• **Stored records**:
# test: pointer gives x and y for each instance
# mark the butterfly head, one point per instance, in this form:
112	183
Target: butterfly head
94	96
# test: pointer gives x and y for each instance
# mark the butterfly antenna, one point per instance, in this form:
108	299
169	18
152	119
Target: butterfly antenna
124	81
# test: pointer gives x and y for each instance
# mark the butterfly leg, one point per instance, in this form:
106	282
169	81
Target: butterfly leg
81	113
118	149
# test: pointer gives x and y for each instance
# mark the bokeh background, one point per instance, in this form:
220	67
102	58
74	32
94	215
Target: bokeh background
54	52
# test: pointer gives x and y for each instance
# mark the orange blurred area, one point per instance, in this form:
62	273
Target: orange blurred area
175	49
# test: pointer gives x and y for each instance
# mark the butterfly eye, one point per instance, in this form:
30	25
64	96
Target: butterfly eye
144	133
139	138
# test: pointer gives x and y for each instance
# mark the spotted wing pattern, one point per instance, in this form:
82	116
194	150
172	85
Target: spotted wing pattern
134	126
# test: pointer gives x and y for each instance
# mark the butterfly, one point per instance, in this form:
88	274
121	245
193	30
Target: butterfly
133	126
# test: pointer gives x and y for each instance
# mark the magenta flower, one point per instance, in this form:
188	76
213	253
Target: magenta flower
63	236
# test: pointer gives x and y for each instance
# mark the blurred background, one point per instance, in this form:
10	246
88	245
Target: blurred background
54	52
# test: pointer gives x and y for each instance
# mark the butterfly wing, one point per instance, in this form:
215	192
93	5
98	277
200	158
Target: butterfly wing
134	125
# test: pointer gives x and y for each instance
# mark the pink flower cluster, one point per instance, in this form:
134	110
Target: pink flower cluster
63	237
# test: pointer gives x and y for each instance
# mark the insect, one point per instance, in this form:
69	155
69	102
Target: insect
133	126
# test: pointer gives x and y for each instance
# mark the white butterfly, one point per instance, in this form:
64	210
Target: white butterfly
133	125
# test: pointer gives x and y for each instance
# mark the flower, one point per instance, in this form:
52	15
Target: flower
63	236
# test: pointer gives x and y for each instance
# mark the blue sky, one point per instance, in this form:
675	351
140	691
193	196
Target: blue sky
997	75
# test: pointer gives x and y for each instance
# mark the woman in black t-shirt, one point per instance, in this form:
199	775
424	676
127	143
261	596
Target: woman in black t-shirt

• **Action item**:
Above are the records. Copy every line in them holding "black".

• **Answer to this exercise**:
# mark the woman in black t-shirt, one point per instance, in this form:
Target: woman in black t-shirt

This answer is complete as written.